Start Materials provided

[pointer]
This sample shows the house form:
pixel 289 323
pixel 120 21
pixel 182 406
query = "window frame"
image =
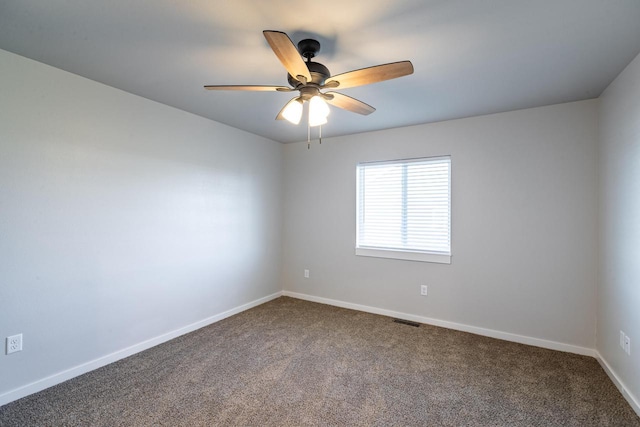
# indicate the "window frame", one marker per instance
pixel 394 253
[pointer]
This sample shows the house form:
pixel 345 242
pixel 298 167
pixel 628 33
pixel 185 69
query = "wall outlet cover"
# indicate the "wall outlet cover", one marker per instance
pixel 14 343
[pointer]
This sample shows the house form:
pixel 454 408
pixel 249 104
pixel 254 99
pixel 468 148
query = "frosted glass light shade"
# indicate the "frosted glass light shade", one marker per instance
pixel 293 111
pixel 318 111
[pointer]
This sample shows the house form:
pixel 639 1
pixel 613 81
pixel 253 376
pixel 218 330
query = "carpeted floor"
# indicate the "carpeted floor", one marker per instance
pixel 292 362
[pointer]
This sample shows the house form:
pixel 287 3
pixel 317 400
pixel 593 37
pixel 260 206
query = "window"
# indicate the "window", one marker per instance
pixel 404 209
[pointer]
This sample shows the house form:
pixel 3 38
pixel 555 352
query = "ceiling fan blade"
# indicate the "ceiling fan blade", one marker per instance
pixel 249 87
pixel 280 115
pixel 348 103
pixel 370 75
pixel 287 53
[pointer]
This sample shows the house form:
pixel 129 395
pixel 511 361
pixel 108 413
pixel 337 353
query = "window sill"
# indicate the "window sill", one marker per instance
pixel 404 255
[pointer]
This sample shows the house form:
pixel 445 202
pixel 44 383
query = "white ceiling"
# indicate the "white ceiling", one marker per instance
pixel 471 57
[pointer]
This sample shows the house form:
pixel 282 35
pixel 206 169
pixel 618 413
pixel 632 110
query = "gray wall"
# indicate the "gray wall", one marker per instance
pixel 619 286
pixel 523 224
pixel 122 220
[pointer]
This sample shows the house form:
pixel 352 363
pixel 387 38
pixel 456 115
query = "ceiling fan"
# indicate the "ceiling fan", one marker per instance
pixel 309 78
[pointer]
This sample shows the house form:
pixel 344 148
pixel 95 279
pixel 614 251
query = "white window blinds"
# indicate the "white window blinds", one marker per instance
pixel 404 209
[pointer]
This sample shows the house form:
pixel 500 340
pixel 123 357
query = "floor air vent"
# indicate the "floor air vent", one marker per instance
pixel 407 322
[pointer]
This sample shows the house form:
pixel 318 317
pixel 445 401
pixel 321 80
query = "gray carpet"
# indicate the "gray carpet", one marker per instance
pixel 292 362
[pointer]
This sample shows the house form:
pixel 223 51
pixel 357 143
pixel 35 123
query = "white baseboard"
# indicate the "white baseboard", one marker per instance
pixel 537 342
pixel 59 377
pixel 633 400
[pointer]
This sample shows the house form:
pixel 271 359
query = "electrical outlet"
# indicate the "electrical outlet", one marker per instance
pixel 627 345
pixel 14 343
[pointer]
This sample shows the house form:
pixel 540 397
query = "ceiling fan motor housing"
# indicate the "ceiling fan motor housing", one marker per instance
pixel 309 48
pixel 319 73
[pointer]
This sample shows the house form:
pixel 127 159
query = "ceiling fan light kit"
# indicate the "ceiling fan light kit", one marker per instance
pixel 312 77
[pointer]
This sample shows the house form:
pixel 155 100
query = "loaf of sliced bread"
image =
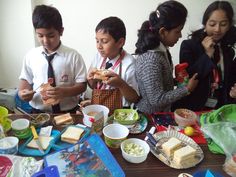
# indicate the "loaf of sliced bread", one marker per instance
pixel 72 134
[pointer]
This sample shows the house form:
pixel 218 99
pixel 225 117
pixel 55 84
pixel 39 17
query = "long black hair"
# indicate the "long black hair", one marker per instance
pixel 169 15
pixel 113 26
pixel 47 17
pixel 230 36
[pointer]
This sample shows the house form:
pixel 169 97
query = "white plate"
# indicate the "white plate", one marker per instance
pixel 163 136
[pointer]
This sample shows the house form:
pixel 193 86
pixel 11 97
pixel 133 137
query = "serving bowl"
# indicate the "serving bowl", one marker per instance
pixel 114 134
pixel 126 116
pixel 185 117
pixel 135 150
pixel 20 128
pixel 91 110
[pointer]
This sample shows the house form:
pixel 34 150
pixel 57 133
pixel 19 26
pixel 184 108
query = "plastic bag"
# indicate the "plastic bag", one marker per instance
pixel 226 113
pixel 224 134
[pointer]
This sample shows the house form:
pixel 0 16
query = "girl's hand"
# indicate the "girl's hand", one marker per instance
pixel 91 73
pixel 208 45
pixel 192 83
pixel 26 94
pixel 232 92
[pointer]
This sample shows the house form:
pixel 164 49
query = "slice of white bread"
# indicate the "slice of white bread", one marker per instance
pixel 100 74
pixel 44 140
pixel 72 134
pixel 186 153
pixel 170 146
pixel 43 90
pixel 62 119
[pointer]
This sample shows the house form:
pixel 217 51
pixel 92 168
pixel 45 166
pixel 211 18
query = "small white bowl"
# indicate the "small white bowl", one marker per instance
pixel 9 145
pixel 135 158
pixel 90 110
pixel 114 134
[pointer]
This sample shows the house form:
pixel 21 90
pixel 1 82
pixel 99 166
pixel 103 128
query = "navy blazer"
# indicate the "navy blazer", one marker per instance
pixel 192 52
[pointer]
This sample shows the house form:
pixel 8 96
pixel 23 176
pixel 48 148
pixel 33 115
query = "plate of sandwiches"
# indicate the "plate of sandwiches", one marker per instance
pixel 177 150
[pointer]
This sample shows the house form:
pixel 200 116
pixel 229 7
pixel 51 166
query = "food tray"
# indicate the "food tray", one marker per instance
pixel 59 145
pixel 163 136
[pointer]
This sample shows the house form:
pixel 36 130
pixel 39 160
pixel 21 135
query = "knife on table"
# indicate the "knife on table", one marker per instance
pixel 36 139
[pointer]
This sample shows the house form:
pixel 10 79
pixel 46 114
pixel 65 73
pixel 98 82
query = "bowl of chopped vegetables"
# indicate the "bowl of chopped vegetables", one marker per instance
pixel 135 150
pixel 126 116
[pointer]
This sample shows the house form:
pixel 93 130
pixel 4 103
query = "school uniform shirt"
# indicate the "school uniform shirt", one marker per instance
pixel 155 81
pixel 69 69
pixel 192 52
pixel 127 74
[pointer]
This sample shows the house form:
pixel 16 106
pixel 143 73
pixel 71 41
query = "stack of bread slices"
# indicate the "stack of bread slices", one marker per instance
pixel 181 154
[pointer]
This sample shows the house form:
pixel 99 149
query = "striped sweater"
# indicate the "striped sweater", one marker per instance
pixel 154 75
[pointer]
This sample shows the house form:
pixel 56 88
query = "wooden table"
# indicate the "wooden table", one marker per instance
pixel 152 166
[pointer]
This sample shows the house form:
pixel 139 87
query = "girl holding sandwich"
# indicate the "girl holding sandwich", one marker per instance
pixel 154 67
pixel 116 86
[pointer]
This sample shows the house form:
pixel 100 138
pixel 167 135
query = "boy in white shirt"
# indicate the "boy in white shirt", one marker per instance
pixel 69 70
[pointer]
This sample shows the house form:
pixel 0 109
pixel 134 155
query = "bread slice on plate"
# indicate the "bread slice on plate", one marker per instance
pixel 184 154
pixel 63 119
pixel 44 140
pixel 170 146
pixel 72 134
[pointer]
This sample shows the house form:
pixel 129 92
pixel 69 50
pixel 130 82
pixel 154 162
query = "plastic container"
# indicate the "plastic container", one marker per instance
pixel 9 145
pixel 135 158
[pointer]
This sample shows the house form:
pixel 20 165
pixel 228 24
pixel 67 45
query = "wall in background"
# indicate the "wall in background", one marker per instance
pixel 80 19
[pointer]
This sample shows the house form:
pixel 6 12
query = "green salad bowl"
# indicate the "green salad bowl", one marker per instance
pixel 126 116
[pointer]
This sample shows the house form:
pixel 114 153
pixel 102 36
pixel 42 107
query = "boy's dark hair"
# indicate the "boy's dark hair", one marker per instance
pixel 46 17
pixel 113 26
pixel 169 15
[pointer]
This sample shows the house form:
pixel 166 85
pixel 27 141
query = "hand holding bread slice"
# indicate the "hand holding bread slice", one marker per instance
pixel 100 74
pixel 47 100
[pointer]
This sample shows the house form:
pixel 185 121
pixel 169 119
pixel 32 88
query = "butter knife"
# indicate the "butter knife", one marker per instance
pixel 36 139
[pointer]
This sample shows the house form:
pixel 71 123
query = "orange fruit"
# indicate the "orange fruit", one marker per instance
pixel 189 131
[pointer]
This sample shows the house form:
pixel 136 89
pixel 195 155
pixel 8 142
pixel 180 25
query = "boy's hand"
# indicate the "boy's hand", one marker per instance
pixel 232 92
pixel 26 94
pixel 113 79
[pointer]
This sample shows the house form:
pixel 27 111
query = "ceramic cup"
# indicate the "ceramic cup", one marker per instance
pixel 91 110
pixel 20 128
pixel 9 145
pixel 114 134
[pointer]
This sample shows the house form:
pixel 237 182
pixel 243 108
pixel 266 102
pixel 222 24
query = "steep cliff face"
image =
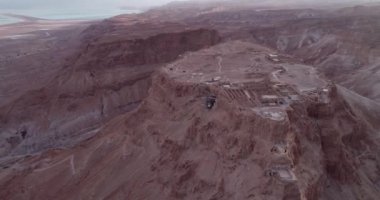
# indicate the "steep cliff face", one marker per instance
pixel 173 147
pixel 107 78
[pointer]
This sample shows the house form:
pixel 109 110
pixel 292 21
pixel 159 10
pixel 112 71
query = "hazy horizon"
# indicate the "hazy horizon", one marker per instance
pixel 106 4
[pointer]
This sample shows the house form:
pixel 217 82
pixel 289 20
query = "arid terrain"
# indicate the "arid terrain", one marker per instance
pixel 193 101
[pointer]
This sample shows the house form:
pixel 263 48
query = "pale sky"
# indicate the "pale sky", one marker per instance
pixel 25 4
pixel 5 4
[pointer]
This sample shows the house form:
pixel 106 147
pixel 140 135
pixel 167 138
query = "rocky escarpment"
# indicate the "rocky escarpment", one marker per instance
pixel 342 46
pixel 173 147
pixel 106 79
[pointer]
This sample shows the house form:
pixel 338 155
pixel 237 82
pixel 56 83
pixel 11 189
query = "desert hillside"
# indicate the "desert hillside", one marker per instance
pixel 195 101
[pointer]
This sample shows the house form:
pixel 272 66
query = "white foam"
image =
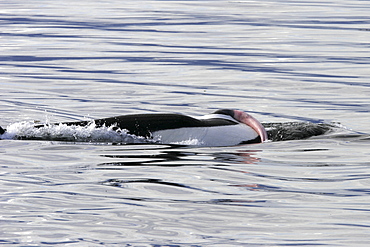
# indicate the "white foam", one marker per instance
pixel 88 133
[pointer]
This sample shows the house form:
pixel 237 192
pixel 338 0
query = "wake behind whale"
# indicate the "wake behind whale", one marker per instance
pixel 221 128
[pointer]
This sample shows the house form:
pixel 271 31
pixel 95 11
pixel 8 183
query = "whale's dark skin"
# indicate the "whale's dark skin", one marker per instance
pixel 145 124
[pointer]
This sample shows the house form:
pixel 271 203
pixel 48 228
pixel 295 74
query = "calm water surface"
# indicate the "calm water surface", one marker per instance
pixel 279 60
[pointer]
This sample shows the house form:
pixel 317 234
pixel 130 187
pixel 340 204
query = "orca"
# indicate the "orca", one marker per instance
pixel 223 127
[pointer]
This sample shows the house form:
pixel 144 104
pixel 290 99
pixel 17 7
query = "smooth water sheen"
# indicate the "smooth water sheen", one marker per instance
pixel 281 61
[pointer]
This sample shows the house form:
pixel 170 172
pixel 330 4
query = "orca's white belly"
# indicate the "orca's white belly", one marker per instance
pixel 207 136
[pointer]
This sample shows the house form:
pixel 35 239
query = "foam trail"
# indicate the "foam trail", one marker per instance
pixel 63 132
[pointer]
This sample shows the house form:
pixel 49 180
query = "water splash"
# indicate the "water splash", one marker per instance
pixel 64 132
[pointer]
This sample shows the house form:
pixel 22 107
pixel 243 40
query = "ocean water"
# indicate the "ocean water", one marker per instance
pixel 281 61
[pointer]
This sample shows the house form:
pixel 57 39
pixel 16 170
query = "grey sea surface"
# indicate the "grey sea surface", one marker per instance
pixel 281 61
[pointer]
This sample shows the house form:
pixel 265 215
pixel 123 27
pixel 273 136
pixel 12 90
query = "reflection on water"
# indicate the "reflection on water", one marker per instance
pixel 181 158
pixel 282 61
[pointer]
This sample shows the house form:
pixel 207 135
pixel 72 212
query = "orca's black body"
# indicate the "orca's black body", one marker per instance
pixel 223 127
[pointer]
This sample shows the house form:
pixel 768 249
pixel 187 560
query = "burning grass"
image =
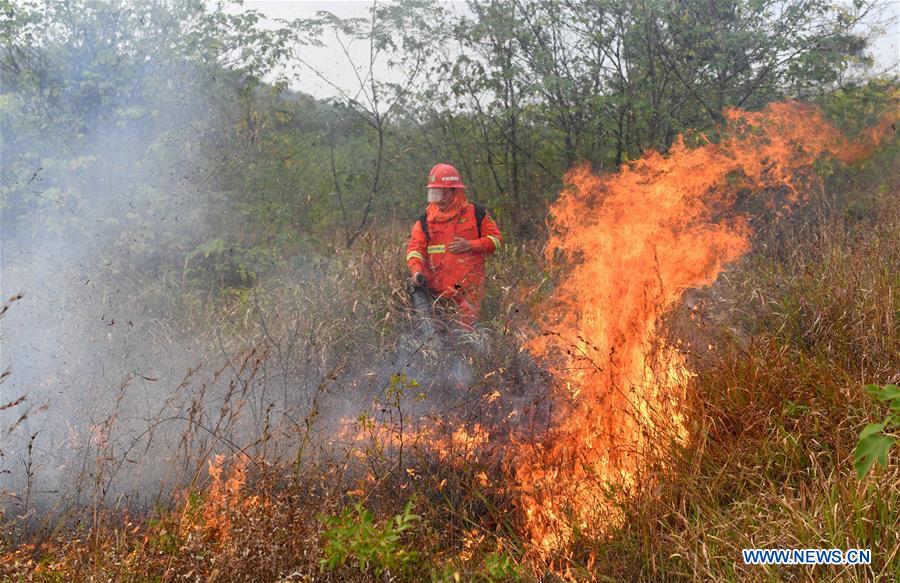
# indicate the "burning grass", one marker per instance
pixel 759 453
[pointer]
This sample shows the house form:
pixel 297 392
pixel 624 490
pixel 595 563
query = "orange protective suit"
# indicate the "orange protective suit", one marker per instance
pixel 459 276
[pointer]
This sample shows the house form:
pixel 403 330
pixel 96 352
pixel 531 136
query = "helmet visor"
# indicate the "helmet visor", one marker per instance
pixel 437 194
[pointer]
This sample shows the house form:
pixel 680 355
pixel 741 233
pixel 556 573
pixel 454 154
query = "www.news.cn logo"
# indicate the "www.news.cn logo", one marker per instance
pixel 807 557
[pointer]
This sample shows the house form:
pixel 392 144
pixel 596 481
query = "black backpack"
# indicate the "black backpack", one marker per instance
pixel 480 212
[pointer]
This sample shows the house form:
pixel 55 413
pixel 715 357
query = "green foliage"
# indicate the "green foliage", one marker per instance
pixel 501 567
pixel 354 535
pixel 875 440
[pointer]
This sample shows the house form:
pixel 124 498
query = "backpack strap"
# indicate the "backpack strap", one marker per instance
pixel 480 213
pixel 423 222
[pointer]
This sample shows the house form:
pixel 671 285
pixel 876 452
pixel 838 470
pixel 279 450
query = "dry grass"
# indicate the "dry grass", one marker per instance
pixel 781 345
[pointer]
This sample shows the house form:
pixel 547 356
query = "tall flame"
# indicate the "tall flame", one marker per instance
pixel 635 241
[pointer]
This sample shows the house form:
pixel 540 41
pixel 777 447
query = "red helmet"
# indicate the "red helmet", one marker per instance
pixel 444 176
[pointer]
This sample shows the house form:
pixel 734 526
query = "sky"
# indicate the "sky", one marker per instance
pixel 336 66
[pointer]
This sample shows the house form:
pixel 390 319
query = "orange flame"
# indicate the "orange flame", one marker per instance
pixel 636 240
pixel 224 500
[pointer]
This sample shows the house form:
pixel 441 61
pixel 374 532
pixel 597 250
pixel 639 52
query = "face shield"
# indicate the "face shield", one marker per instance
pixel 437 194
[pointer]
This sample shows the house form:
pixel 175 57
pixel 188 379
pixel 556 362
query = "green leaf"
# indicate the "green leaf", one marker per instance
pixel 870 450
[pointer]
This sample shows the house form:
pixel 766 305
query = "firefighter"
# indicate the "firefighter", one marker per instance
pixel 449 243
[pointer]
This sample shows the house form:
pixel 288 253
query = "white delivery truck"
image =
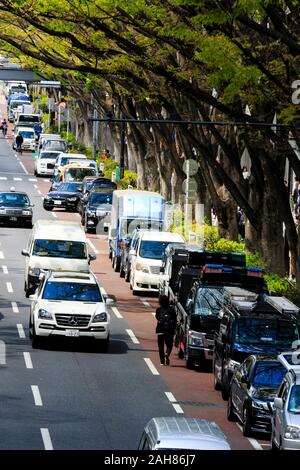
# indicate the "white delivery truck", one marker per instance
pixel 132 209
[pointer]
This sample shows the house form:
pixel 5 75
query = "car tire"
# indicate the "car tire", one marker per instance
pixel 35 340
pixel 246 422
pixel 230 409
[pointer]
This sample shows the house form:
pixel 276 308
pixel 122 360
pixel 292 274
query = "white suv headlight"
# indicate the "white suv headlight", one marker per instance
pixel 100 317
pixel 142 267
pixel 45 314
pixel 292 432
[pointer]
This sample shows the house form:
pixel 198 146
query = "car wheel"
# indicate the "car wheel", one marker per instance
pixel 246 422
pixel 230 409
pixel 35 340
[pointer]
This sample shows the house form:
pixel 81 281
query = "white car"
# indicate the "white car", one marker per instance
pixel 45 162
pixel 146 259
pixel 69 304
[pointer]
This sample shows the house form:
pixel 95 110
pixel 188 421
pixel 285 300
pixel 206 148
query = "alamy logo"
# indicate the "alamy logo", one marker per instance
pixel 296 93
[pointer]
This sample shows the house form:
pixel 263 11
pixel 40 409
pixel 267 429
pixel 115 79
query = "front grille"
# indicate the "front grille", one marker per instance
pixel 13 212
pixel 72 321
pixel 155 269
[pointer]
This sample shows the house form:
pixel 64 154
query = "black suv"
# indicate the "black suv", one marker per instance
pixel 252 391
pixel 251 325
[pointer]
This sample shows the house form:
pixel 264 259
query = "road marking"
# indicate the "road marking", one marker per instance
pixel 24 168
pixel 21 330
pixel 170 397
pixel 132 337
pixel 36 395
pixel 28 361
pixel 177 408
pixel 15 308
pixel 116 312
pixel 46 439
pixel 151 366
pixel 9 287
pixel 103 291
pixel 252 441
pixel 92 245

End Materials provided

■ **Task objective**
Copy out the records word for word from the beginning through the line that contains "pixel 318 111", including that line. Leave the pictures out of your copy.

■ **Written response**
[pointer]
This sample shows the house form:
pixel 289 323
pixel 120 21
pixel 182 406
query = "window frame"
image =
# indicate the "window frame", one marker per instance
pixel 394 253
[pointer]
This sample shows the house form:
pixel 345 242
pixel 298 167
pixel 628 33
pixel 185 69
query = "wall outlet cover"
# indicate the "wall outlet cover", one marker per instance
pixel 14 343
[pointer]
This sample shows the house form:
pixel 454 408
pixel 249 104
pixel 254 99
pixel 468 148
query = "frosted glass light shade"
# indicate the "frosted glass light shade", one marker per instance
pixel 293 111
pixel 318 111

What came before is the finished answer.